▶ [Problem to work on] Write out the records below once more, exactly as they stand.

▶ [Records to process]
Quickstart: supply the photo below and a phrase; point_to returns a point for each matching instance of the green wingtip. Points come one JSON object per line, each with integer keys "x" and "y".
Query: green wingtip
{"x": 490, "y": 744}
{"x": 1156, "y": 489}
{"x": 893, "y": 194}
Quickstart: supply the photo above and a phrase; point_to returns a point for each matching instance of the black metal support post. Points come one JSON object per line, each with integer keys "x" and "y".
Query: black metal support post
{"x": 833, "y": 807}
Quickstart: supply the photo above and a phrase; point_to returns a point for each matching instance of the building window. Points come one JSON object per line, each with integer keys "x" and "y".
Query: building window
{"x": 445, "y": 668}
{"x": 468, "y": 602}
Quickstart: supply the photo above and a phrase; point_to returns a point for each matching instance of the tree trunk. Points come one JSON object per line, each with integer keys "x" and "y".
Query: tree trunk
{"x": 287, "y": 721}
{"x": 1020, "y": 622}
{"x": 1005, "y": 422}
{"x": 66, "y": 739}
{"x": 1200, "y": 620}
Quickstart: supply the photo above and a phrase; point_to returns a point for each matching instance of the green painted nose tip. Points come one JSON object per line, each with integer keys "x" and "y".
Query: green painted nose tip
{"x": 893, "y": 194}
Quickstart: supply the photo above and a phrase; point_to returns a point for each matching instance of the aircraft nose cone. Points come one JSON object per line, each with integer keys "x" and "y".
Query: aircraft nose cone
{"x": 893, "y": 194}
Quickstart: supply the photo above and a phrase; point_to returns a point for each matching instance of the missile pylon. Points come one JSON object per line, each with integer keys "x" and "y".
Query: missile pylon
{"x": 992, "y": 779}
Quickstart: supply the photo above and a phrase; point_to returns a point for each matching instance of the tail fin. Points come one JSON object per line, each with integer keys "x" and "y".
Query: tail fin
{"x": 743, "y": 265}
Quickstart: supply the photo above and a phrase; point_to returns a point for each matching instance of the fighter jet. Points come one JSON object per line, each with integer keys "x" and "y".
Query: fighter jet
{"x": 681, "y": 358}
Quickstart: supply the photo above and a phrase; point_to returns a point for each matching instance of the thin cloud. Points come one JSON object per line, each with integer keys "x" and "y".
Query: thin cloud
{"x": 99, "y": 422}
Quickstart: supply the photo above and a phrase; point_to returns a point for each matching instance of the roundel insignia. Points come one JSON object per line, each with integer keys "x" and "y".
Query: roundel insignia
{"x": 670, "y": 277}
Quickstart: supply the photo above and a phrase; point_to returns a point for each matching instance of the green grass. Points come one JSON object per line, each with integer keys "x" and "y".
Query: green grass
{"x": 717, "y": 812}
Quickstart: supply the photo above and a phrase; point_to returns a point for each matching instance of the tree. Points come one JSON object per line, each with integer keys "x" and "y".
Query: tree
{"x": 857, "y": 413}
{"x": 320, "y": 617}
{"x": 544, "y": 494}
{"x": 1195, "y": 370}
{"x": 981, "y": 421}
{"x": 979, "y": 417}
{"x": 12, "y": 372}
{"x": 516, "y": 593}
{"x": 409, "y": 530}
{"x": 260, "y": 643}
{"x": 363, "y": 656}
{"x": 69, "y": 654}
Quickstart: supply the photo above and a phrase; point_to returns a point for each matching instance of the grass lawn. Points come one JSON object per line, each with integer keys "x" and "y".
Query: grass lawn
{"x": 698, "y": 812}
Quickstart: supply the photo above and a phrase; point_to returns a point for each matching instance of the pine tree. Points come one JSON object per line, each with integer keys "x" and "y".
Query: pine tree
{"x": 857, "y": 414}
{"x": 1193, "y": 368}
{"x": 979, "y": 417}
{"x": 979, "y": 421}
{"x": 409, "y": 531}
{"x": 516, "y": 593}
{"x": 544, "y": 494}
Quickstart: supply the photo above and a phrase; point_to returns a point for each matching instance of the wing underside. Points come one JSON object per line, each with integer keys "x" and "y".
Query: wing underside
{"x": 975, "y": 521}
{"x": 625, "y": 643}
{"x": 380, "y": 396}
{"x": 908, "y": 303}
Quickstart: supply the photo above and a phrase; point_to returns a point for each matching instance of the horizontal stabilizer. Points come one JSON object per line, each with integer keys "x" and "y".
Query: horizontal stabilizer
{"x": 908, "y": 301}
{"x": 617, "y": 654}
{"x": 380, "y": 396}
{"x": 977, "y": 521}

▶ [Expected answer]
Quickstart: supply the photo below and a phrase; point_to returns a point for each matching instance of the green wingtip. Points come one JSON object per line, each with integer keys "x" and "y".
Query: green wingtip
{"x": 490, "y": 744}
{"x": 1156, "y": 489}
{"x": 893, "y": 194}
Quickstart: supply the photo above and a phrase; point_to returns a point for each matching instance of the black metal support post. Points come one JSON object per line, each with integer keys "x" and "y".
Query: black metal support post
{"x": 833, "y": 807}
Quickstart: supply the photo above and a phrase; point_to returns a point for each matching instance of the building window. Points come one JSON object per line, each with integer keys "x" and "y".
Query: building window
{"x": 445, "y": 668}
{"x": 468, "y": 602}
Quickstart: supply the photo above and a phrase; point_to returns a point for each matching instance of the tree trunk. Points come one JSON object per line, each with integer keys "x" and "y".
Query: tree trunk
{"x": 287, "y": 721}
{"x": 1020, "y": 622}
{"x": 1005, "y": 422}
{"x": 66, "y": 739}
{"x": 1200, "y": 620}
Quickstart: supply the photo above and a phrase; point_to returns a point for each matching instance of the green painted nose tip. Points come one JSON object per line, each with integer keys "x" and "y".
Query: green painted nose tip
{"x": 893, "y": 194}
Quickstart: supply the photo above and a phrase; point_to returns a point for each matching instance of the aircraft nose cone. Points come one JSON object per line, each with integer keys "x" and "y".
Query: aircraft nose cone
{"x": 893, "y": 194}
Quickstart: supply the photo above and a phrase; point_to returns a point for each matching instance of the missile pylon. Points come one JSON object per line, each with integer keys "x" and "y".
Query: missile pylon
{"x": 992, "y": 779}
Quickstart: supply the photo above and a phrase; point_to returns a point for each matching instance of the tail fin. Points come one JSON object per line, each with integer keys "x" and "y".
Query: tail fin
{"x": 743, "y": 265}
Quickstart: supply the photo above and a phrase; point_to returns a point for each matching instance of the fighter jet. Points come one JSON object per line, each with integer keys "x" and "y".
Query: fighter jet
{"x": 681, "y": 358}
Quickstart: supply the photo above and a phrase; point_to returns a point for each matching instance of the thin cloud. Points come one JSON object per line, each with integer keys "x" and "y".
Query: thin cloud
{"x": 99, "y": 422}
Quickstart: supply the photo above and a phrase; point_to returns a point for each matching instance of the roundel insignia. Points come one JSON object per line, each with integer keys "x" and "y".
Query: roundel insignia
{"x": 670, "y": 277}
Quickstart: supply the photo above and a phrase; point_to returns a point for each matching instance of the green grass. Points come one JSON object per line, each with integer keys "x" and "y".
Query: green grass
{"x": 717, "y": 812}
Quickstart: supply the photo above and a phrase; point_to returns a point for each matching instance of the tree. Points come one JSON object per line, each with integer keys "x" and "y".
Query: tree
{"x": 857, "y": 413}
{"x": 320, "y": 617}
{"x": 544, "y": 494}
{"x": 1195, "y": 370}
{"x": 981, "y": 421}
{"x": 979, "y": 417}
{"x": 12, "y": 372}
{"x": 516, "y": 593}
{"x": 409, "y": 530}
{"x": 260, "y": 643}
{"x": 363, "y": 656}
{"x": 69, "y": 654}
Quickstart: supply the photo above and a phrase; point_to returns a point for each matching instance of the grass lawn. Points come one JSON object per line, each with integer keys "x" and "y".
Query: grass lawn
{"x": 698, "y": 812}
Quickstart: supply the photo above and a phrase; point_to returns a point for each matching instance of the pine tree. Points come one JSON object per line, each with integer keys "x" and "y".
Query: pine tree
{"x": 857, "y": 414}
{"x": 1193, "y": 368}
{"x": 979, "y": 417}
{"x": 979, "y": 421}
{"x": 409, "y": 531}
{"x": 516, "y": 593}
{"x": 544, "y": 494}
Quickstart: supply the photo above and a phrase; point_to returns a point for each matching instance of the wing underside. Points come one JSON object per line, each with integer keys "x" and "y".
Query: wing underside
{"x": 975, "y": 521}
{"x": 625, "y": 643}
{"x": 380, "y": 396}
{"x": 908, "y": 303}
Quickstart: supply the photo above and a phrase; point_to returns a point for each matching instance of the horizontal stabilizer. Points come one JSON object per line, each with integer keys "x" and "y".
Query: horizontal stabilizer
{"x": 908, "y": 301}
{"x": 617, "y": 654}
{"x": 380, "y": 396}
{"x": 977, "y": 521}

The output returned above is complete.